Excerpted passage →
☆ ☆ ☆ ☆

And guess what's back:
 
 
The Big Formerly Yellow Now Blue Slide!!!! It hasn't been at the fair for a couple of years but now it's built into the hill as a permanent fixture.  It's not as fast, which means you don't catch air and tumble off your burlap sack and smash into the slide and get plastic burns down your arms like you used to in the Golden Years, but it's still a whole lot of fun. Hip hip hooray!
 

5 comments:

Gina said...

I think you're in your prime on this post. Very hilarious and excellent reporting. Also, if you'd like the evolution of "B", I'm happy to offer it to you. But it's not as funny as just having people try to figure it out. p.s. Levi is singing in his crib right now. Maybe it's to you.

Laura said...

☆ ☆ ☆ ☆

Problems and tasks →
A) In the blog post about the fair slide, how is the slide now installed?
B) Write the next part of the blog post about the fair slide, starting with the comment its final line introduces.
The data that follow were drawn from a separate source.

Data extracted from a collection
☆ ☆ ☆ ☆

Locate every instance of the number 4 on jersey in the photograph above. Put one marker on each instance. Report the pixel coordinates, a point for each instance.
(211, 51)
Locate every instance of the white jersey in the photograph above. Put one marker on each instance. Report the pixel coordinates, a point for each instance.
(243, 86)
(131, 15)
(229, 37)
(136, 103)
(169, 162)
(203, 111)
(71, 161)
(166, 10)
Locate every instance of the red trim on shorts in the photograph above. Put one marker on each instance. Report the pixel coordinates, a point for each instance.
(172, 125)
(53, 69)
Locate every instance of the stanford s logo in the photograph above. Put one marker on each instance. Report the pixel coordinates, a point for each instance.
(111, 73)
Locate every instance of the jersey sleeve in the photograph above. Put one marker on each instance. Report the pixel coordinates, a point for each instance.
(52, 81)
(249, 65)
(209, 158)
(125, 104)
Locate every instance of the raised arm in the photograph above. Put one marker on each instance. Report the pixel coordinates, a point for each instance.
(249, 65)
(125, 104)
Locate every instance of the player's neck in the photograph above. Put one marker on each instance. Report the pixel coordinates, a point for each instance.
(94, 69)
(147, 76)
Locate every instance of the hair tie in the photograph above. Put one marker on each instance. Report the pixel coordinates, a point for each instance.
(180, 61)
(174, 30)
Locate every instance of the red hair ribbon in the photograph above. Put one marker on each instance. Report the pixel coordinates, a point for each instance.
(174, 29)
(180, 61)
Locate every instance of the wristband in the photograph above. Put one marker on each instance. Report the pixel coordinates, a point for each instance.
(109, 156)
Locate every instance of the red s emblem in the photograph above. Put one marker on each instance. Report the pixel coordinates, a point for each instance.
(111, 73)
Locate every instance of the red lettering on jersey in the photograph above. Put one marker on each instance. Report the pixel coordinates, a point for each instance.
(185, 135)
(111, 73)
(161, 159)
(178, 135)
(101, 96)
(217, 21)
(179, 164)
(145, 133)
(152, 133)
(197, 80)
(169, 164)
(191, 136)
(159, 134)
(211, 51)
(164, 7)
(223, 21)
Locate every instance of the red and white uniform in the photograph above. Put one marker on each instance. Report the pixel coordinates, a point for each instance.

☆ ☆ ☆ ☆

Results →
A) It is built into the hill as a permanent fixture.

B)
Oh, how I wish we'd known about the slide when we went to the fair!! I'm so sad...but just one more thing to look forward to for next year!!

Heather said...

I totally did the slide in your honor this year! It wasn't the LA county fair, but it was big and yellow, so I figure it counts. Thanks for being amazing.

Rach said...

Thank you so much for the laugh. If I'm having a bad day, all I have to do is picture Lindsay in the bum sauna and my day will get better immediately. Also, I'm calling you Hubert from here on out.

Rach said...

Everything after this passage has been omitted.